-- INSTRUCTIONS --
**a.** Output the portion of the post about The Art of Mathematics that begins with the words containing "For the rest" and ends with "really grabbed me.", copying it word for word.
**b.** Pick up the post about The Art of Mathematics after its final sentence and continue writing it.
═══ PASSAGE TO READ
For the rest of this post I’ll be talking about a book called The Art of Mathematics, written by Jerry King, who is a professor of mathematics at Lehigh University. This isn’t a book report. He talks about a bunch of things in greater detail than I’ll cover here. So please do read it. I’ll just be talking about what really grabbed me.
It’s a very interesting book. In it King lays bare what is rarely acknowledged, that typically schools and universities do not teach the full depth, the beauty of mathematics. In a typical scenario a student is not exposed to real mathematics until their junior or senior year in college, if they take math courses for that long. Up until then they are fed a steady diet of procedures and techniques for solving math problems, but they don’t get to the essence of what mathematics is. The end result has been generations of students who for the most part fall into two categories (à la C. P. Snow).
There are those who became skilled in some aspects of mathematics for its utility in science and engineering, but have missed its beauty. Then there are those he calls “humanists” who have felt like math isn’t for them. They’ve felt forced to do it in school. They left it by the side of the road as soon as they had the chance, hoping to never deal with it again. They are educated but they are so distant from what mathematics is they don’t recognize it, much less its beauty. We see them out in society all the time. They say, “I’m not good at math,” and they say it with no stigma at all. Most of the rest of society would say, “Yeah, me neither. What was the point?”
══════
═══ STORED RECORDS
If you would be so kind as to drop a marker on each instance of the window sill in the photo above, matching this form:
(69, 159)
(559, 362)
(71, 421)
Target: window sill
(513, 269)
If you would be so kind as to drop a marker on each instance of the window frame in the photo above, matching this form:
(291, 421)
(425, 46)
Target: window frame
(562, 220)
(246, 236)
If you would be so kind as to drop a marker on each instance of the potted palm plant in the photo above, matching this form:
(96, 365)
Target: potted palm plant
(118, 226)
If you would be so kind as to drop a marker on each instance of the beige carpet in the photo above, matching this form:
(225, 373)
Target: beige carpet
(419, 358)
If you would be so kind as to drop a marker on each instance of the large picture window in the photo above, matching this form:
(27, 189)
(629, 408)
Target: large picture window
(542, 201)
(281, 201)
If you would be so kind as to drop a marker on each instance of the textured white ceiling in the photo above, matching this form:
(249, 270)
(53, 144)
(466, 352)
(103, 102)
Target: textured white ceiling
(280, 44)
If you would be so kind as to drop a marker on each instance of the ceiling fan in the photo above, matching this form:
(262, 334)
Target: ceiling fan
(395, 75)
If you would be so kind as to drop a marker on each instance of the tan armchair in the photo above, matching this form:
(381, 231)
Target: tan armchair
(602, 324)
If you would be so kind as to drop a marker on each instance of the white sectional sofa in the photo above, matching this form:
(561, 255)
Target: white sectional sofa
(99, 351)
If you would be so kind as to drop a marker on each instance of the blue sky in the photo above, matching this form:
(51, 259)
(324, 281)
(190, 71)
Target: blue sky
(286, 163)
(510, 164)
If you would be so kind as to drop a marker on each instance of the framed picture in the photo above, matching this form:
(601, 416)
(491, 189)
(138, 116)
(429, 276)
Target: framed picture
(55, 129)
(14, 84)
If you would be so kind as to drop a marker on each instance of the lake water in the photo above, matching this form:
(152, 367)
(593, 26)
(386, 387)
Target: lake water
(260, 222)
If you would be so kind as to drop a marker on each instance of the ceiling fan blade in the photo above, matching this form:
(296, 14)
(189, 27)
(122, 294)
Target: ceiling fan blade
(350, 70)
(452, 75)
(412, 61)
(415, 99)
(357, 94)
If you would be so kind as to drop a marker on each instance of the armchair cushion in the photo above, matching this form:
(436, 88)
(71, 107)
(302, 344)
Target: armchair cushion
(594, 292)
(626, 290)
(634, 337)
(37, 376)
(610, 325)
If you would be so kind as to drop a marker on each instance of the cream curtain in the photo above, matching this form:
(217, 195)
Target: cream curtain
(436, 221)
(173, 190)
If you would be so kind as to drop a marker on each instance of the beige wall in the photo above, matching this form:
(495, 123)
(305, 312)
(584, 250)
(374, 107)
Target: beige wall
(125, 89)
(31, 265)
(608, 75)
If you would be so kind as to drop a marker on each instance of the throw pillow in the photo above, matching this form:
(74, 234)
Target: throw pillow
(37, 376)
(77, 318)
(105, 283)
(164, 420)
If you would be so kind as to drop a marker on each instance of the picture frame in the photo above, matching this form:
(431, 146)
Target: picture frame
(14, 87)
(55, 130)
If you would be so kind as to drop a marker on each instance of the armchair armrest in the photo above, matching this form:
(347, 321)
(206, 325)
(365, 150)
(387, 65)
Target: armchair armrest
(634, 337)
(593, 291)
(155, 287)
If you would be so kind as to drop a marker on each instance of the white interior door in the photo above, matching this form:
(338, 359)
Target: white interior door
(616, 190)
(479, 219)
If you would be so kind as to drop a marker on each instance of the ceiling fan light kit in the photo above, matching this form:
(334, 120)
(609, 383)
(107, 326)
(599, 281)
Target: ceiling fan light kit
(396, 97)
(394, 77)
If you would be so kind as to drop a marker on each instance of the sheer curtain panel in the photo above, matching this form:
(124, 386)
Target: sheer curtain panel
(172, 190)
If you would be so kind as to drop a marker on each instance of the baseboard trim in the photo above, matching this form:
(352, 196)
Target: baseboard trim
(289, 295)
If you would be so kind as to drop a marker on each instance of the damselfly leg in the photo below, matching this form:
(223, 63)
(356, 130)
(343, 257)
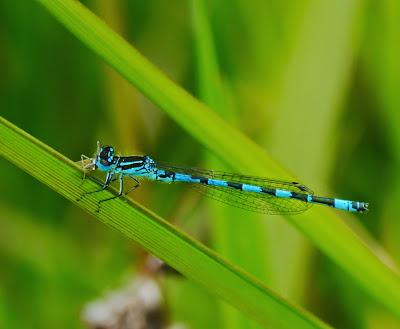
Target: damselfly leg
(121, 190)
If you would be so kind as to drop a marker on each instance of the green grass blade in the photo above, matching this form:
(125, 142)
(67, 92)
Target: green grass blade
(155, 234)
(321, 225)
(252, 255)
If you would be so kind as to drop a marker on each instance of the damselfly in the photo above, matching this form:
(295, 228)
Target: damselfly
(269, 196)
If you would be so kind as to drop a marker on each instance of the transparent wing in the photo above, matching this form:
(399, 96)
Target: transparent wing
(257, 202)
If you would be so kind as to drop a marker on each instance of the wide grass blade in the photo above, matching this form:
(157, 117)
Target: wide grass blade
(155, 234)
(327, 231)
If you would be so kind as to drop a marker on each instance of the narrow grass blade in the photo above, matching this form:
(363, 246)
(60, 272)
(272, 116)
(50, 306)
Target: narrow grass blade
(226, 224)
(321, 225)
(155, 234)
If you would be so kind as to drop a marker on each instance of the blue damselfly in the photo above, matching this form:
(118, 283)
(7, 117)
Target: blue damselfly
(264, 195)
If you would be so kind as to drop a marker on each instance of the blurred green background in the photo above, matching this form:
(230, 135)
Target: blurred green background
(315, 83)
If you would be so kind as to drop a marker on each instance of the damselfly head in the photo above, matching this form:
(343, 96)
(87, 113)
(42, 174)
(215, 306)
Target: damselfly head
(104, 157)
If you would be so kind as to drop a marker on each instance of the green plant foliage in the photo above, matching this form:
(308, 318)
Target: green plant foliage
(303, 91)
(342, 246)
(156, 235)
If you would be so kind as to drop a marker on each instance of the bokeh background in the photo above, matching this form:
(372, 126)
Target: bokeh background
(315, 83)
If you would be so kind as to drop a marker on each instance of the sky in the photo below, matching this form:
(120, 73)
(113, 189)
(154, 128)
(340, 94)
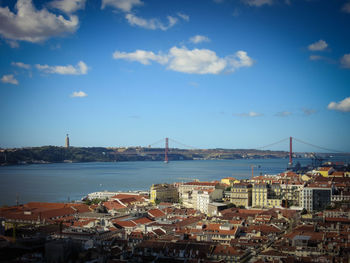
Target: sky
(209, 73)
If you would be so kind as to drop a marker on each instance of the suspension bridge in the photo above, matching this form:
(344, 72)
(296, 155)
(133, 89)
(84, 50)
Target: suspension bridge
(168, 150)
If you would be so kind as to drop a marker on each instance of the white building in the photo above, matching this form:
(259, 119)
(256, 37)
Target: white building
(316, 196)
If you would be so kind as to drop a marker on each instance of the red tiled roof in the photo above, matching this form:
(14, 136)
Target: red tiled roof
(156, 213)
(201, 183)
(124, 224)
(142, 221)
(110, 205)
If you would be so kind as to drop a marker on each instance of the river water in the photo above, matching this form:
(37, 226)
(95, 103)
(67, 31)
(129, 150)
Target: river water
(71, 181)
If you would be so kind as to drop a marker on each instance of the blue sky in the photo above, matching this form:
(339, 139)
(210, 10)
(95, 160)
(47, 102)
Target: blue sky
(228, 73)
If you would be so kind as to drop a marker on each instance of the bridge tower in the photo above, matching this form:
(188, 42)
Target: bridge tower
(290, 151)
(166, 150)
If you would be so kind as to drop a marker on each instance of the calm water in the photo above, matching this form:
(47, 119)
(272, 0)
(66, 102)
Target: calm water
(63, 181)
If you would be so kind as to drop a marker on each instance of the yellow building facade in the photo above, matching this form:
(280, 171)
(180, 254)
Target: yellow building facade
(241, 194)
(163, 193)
══════
═══ STORED RECORDS
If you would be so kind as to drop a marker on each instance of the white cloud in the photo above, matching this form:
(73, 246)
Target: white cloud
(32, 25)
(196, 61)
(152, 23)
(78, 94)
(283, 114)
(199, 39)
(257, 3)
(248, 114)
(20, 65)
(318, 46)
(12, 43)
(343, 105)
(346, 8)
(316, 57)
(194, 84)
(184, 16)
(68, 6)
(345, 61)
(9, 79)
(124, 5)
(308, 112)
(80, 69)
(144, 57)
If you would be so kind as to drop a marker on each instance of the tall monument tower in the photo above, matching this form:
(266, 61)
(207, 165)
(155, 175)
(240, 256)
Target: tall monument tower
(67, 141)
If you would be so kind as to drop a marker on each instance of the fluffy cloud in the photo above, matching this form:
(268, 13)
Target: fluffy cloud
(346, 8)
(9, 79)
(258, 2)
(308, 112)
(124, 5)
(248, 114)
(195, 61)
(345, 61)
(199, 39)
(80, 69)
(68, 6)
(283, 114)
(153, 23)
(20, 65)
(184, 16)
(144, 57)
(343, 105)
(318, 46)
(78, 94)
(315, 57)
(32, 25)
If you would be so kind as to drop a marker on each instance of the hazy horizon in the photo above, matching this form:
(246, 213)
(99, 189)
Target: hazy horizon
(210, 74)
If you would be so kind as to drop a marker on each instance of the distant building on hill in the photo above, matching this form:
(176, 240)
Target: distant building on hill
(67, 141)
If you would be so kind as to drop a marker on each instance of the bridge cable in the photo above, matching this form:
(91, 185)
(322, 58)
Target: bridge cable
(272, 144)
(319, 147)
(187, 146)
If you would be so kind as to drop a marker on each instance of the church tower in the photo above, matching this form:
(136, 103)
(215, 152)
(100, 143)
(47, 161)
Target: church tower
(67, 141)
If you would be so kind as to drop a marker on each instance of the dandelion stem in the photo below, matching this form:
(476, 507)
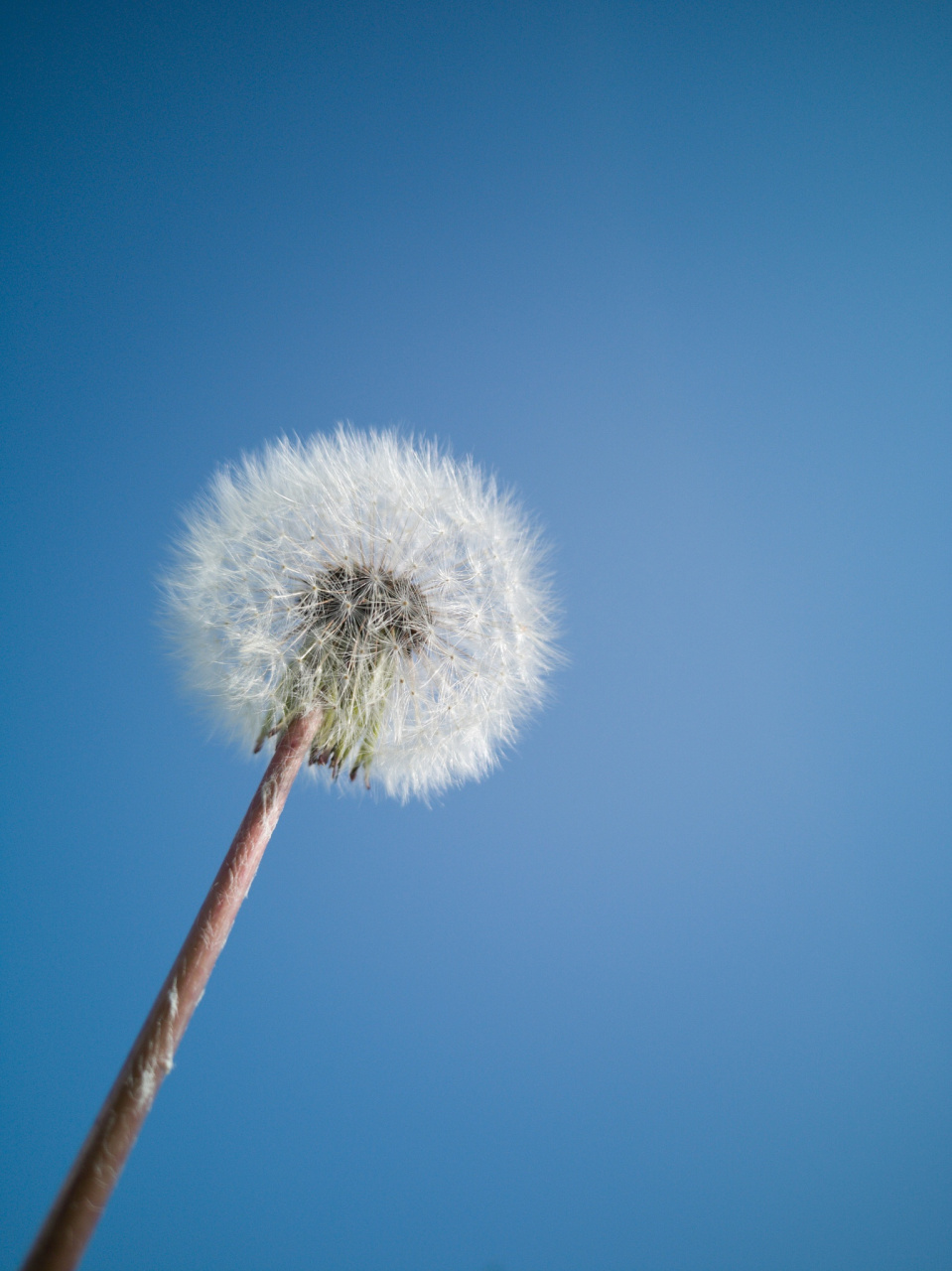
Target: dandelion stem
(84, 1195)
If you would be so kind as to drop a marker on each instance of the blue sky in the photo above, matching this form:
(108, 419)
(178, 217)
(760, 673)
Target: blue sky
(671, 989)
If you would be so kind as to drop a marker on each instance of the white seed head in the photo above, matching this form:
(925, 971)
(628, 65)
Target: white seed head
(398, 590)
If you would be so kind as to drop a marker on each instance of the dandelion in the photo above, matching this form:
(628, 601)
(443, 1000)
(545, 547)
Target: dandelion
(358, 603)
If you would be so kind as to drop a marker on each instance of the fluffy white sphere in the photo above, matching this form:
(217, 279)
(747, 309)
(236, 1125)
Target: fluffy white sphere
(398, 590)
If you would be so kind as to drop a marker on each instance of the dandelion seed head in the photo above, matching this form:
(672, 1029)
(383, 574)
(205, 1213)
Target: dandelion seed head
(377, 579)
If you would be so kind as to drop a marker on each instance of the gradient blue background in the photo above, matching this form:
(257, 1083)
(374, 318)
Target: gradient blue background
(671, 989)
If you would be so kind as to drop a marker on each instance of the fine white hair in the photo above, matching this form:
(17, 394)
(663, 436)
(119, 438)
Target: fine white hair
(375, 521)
══════
-- ANSWERS FOR THE EXERCISE --
**a.**
For the rest of this post I’ll be talking about a book called The Art of Mathematics, written by Jerry King, who is a professor of mathematics at Lehigh University. This isn’t a book report. He talks about a bunch of things in greater detail than I’ll cover here. So please do read it. I’ll just be talking about what really grabbed me.

**b.**
None of us would say, “I can’t read” without feeling a profound sense of shame and deprivation, which goes to show that mathematics is not seen as essential in order for people to function in our society. But is that view correct? I think there’s reason to believe it’s not. There are some common everyday reasons I can imagine where having “a taste for mathematics”, as Alan Kay calls it, would be advantageous to all sorts of people in ordinary life (again, I’m not talking about algebra, but mathematical thinking). But more importantly, Kay has also said that in order for our civilization to realize the potential of the computer as a new medium it is essential that we understand (real) mathematics and science. He’s also said for years that “computers form a new kind of math”, a kind that doesn’t fit into the confines of classical math categories.
Jerry King wishes that mathematics would be upgraded to the status of a subject that students should be literate in to be considered educated. He explains why mathematics education at universities has not been good for decades, and touches on some essential ideas that every mathematician knows, which the typical math student is not shown.
Mathematics at its essence is a way of thinking about relationships of abstractions. It’s also a creative/discovery process, something that most math pedagogies don’t teach.
From this one can see right away that math is valuable to science, since deeply embedded in it is the study of the relationships between things. It also has value in computer programming, since in order to get our programs to work we have to understand the concept of abstraction, and understand something about the relationships between things in our code, and entities that are created in a running program.
Bertrand Russell said that mathematics is “p implies q“, and as King explains in his book this point of view allows us to take assumptions and reason about their implications. For example, “If p is true then q is also true”.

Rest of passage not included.